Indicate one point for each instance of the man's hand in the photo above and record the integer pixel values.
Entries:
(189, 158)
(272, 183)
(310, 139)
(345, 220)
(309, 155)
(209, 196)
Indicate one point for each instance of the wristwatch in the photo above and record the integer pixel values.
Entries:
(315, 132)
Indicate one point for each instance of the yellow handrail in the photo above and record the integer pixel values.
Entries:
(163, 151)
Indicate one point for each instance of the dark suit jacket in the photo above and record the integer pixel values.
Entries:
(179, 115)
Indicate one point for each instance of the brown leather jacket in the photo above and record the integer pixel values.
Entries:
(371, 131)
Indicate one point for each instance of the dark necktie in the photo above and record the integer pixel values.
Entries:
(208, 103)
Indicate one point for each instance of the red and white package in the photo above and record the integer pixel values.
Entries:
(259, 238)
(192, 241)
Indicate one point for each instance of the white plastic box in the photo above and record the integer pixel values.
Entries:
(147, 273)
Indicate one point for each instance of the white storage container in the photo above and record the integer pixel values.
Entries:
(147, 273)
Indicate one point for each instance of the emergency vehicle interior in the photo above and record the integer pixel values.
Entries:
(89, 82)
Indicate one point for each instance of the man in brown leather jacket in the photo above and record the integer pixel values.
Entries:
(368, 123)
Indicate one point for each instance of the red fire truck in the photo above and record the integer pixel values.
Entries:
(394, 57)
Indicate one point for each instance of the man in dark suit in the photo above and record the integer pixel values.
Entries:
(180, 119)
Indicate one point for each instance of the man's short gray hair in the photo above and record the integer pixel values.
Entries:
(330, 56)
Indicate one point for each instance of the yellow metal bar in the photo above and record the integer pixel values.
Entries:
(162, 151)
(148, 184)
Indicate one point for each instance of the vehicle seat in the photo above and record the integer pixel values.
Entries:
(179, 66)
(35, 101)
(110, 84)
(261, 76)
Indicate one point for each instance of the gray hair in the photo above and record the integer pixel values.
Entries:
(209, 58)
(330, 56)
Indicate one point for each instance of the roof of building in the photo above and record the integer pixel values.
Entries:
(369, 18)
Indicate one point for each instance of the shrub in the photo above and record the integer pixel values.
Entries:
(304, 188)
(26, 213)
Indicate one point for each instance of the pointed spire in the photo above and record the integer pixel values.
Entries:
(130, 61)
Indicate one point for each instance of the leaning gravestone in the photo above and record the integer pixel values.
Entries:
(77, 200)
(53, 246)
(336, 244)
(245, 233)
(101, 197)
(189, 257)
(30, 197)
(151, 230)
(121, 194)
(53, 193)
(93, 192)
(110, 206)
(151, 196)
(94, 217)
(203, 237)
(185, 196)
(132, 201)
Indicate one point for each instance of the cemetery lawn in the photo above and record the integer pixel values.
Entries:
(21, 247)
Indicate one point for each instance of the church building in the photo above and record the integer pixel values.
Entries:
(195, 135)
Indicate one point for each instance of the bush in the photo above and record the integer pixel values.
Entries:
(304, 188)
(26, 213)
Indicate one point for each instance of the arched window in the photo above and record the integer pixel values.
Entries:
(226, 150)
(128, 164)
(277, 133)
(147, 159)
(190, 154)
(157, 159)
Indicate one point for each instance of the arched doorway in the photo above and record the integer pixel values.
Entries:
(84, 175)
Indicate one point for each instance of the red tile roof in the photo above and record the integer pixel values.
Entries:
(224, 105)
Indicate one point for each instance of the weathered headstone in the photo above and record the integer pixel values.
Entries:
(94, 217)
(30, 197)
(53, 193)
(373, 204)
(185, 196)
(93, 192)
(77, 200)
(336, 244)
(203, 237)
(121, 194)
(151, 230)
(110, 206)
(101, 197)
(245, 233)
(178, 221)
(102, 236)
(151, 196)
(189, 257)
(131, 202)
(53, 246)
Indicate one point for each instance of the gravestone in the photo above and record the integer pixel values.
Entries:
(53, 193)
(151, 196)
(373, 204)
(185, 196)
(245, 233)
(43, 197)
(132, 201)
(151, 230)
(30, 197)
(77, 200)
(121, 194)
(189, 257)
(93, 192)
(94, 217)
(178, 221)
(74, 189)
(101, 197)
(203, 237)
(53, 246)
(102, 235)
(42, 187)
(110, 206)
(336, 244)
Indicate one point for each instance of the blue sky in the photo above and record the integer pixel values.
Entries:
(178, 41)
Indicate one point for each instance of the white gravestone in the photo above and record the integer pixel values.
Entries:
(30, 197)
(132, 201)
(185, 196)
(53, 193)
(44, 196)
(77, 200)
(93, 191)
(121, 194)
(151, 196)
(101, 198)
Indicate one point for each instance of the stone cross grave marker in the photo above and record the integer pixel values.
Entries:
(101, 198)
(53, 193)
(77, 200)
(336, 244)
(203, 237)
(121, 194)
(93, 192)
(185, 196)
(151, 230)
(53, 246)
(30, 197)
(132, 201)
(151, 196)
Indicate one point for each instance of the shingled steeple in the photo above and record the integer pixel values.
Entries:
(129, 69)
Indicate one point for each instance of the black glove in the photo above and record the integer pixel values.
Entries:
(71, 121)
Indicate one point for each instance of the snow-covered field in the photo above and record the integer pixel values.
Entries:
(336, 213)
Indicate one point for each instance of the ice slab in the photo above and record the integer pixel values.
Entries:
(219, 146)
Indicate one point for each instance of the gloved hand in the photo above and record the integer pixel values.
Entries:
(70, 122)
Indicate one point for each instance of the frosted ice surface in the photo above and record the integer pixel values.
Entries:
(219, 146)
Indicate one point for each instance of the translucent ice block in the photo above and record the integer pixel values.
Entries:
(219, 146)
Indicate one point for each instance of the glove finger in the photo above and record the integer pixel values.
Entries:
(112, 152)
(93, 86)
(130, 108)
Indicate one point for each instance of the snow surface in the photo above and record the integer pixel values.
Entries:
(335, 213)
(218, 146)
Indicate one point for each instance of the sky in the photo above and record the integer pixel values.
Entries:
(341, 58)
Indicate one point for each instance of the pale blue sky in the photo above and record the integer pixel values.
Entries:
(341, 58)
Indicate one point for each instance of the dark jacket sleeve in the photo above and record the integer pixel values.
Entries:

...

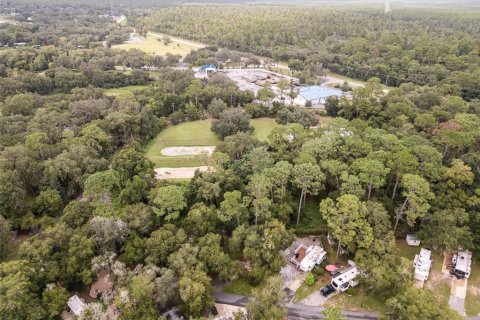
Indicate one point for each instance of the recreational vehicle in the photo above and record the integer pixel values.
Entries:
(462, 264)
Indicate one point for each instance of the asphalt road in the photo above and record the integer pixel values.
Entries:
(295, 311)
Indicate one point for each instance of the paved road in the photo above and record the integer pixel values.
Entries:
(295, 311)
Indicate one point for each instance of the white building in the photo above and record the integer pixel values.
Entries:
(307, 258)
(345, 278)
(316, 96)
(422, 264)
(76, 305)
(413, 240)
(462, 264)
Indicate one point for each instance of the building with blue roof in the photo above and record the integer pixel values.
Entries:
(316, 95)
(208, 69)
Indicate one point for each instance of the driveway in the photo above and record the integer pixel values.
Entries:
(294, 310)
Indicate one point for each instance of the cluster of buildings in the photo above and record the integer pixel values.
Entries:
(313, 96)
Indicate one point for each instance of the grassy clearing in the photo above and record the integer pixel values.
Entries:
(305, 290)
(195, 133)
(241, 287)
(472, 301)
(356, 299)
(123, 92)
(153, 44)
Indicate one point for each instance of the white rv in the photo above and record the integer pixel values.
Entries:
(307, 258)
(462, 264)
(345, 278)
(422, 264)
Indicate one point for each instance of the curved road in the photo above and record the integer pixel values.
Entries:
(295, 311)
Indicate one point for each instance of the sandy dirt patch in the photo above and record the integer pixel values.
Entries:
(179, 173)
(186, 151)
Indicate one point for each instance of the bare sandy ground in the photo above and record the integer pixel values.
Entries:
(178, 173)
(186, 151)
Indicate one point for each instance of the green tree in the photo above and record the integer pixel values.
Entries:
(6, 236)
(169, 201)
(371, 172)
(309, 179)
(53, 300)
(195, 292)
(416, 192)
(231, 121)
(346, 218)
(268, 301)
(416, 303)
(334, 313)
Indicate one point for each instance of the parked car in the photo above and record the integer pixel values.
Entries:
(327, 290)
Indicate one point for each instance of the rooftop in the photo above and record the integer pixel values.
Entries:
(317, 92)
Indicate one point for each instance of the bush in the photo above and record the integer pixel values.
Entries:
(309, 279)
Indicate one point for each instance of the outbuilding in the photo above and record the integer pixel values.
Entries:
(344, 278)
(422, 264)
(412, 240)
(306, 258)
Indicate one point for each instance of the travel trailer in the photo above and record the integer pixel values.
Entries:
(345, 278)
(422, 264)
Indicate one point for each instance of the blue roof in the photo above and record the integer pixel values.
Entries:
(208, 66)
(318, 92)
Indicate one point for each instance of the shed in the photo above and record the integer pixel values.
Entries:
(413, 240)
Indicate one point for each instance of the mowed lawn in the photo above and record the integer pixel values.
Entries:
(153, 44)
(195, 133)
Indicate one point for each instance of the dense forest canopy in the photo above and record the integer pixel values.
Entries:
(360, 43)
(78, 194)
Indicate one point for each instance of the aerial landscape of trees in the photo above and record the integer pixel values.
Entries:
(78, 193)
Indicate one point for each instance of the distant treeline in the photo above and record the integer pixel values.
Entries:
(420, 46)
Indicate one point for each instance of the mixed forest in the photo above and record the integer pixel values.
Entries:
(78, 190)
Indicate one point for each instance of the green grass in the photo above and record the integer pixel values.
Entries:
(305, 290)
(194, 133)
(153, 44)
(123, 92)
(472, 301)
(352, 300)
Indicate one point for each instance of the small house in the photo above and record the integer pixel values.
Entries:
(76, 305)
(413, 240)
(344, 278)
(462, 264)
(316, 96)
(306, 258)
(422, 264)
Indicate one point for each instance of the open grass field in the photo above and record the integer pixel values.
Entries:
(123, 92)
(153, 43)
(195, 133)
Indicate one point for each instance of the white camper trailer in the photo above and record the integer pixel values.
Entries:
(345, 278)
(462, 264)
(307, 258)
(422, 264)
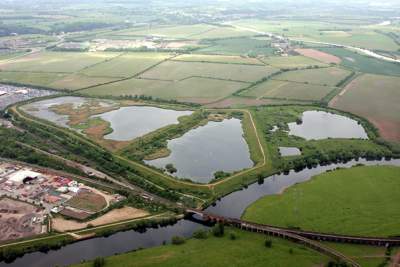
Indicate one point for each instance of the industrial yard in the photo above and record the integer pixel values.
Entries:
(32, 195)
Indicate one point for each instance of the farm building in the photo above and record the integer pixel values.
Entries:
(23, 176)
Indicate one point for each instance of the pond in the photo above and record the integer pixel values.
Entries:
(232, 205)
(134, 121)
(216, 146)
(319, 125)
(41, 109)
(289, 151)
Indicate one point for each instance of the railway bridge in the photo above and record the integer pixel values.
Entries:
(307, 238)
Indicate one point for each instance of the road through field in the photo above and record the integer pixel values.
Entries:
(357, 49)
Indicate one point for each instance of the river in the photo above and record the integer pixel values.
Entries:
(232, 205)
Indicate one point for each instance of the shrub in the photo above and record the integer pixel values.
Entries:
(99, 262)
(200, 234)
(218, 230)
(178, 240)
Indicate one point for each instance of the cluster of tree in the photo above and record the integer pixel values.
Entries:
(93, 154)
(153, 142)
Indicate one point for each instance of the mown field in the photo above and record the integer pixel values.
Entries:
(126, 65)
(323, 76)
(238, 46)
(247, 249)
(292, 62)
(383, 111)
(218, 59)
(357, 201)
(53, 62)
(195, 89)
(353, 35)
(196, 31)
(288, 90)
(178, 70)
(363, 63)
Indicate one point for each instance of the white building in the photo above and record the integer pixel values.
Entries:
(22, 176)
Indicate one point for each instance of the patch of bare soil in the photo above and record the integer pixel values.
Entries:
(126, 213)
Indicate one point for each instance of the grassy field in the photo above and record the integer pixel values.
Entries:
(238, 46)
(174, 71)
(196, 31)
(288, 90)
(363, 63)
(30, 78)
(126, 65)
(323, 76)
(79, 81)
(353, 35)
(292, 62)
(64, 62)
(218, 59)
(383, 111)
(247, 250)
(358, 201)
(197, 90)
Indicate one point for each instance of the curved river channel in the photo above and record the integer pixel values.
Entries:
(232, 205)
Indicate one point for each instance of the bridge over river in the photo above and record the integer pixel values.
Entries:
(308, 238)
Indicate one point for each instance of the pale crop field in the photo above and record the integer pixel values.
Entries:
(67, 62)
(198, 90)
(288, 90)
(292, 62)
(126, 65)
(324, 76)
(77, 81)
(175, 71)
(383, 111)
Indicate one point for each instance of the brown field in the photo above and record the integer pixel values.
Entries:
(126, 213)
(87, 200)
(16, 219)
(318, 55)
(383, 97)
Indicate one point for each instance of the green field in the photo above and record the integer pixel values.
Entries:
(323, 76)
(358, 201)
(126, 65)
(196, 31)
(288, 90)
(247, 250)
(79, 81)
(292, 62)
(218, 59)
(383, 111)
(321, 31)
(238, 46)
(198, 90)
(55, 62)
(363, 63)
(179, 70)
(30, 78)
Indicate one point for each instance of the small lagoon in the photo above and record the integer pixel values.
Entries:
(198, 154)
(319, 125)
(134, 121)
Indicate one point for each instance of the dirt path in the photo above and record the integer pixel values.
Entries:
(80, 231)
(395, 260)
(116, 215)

■ **Exercise description**: Tally the lines in the records that hold the word "leather". Give only the total.

■ **Task response**: 2